### TO BE DONE:
Format the following lines as a numbered list, omitting any blank lines.

─── GIVEN ENTRIES

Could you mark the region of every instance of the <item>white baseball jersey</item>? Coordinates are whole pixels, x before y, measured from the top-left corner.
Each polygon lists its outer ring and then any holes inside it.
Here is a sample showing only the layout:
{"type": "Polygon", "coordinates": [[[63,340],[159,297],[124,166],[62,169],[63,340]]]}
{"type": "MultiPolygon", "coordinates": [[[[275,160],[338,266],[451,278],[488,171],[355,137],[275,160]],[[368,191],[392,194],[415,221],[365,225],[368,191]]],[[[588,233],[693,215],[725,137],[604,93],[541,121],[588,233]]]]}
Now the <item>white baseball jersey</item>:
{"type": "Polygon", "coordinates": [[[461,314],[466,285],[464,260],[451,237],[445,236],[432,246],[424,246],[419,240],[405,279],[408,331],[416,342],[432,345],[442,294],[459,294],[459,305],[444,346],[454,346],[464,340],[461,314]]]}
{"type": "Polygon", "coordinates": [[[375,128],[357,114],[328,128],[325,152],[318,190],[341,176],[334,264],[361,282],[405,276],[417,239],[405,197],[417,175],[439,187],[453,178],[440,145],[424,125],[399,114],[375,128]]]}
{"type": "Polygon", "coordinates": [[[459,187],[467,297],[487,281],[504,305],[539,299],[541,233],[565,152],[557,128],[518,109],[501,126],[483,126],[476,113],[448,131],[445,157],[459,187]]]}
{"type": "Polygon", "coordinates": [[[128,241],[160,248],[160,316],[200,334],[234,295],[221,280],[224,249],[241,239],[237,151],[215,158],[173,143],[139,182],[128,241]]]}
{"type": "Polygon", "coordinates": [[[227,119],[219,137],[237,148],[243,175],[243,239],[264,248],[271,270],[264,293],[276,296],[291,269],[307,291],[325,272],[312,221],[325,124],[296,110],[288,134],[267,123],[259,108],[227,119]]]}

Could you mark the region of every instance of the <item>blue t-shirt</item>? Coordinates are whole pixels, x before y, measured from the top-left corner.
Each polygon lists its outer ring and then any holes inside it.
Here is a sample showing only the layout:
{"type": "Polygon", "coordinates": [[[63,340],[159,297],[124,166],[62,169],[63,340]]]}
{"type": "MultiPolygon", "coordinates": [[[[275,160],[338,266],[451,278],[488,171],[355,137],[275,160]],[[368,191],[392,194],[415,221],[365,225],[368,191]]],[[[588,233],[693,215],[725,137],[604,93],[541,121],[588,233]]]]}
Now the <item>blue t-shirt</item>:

──────

### THE SOLUTION:
1. Could you mark the region of every instance of the <item>white baseball jersey</item>? Coordinates are whole pixels, x before y, measured from the top-left corner.
2. Each polygon lists its outer ring and then any holes inside it.
3. Here is a sample showing only the layout:
4. {"type": "Polygon", "coordinates": [[[63,340],[159,297],[124,166],[62,169],[63,340]]]}
5. {"type": "MultiPolygon", "coordinates": [[[[275,160],[338,266],[451,278],[488,171],[355,137],[275,160]],[[368,191],[392,194],[415,221],[365,225],[368,191]]],[[[588,233],[693,215],[725,137],[604,93],[541,121],[588,233]]]]}
6. Now the <item>white baseball jersey</item>:
7. {"type": "Polygon", "coordinates": [[[461,314],[466,285],[464,260],[451,237],[445,236],[432,246],[424,246],[419,240],[405,279],[408,331],[416,342],[432,345],[442,294],[459,294],[459,305],[444,346],[454,346],[464,340],[461,314]]]}
8. {"type": "Polygon", "coordinates": [[[375,128],[357,114],[328,128],[325,152],[318,190],[341,176],[334,264],[361,282],[405,276],[417,239],[405,197],[417,175],[439,187],[453,178],[440,145],[424,125],[399,114],[375,128]]]}
9. {"type": "Polygon", "coordinates": [[[459,187],[467,297],[487,281],[504,305],[539,299],[541,233],[565,152],[557,128],[518,109],[501,126],[483,126],[476,113],[448,131],[445,157],[459,187]]]}
10. {"type": "Polygon", "coordinates": [[[128,241],[160,248],[160,316],[200,334],[234,295],[221,280],[224,249],[241,239],[237,151],[215,158],[173,143],[139,182],[128,241]]]}
11. {"type": "Polygon", "coordinates": [[[227,119],[219,137],[237,148],[243,175],[243,239],[264,248],[271,270],[264,293],[276,296],[291,269],[307,291],[325,272],[312,221],[325,124],[296,110],[288,134],[267,123],[259,108],[227,119]]]}
12. Could you mark the region of every instance of the <item>blue t-shirt</item>? Coordinates are whole pixels, x before y, measured from the top-left corner.
13. Each polygon lists its outer ring and then any holes inside it.
14. Here is a sample showing only the layout:
15. {"type": "Polygon", "coordinates": [[[63,340],[159,297],[124,166],[62,169],[63,340]]]}
16. {"type": "MultiPolygon", "coordinates": [[[[275,160],[338,266],[451,278],[488,171],[355,137],[275,160]],[[368,191],[392,194],[415,221],[365,225],[368,191]]],[[[588,233],[693,215],[725,137],[604,93],[541,121],[588,233]]]]}
17. Now the <item>blue t-shirt</item>:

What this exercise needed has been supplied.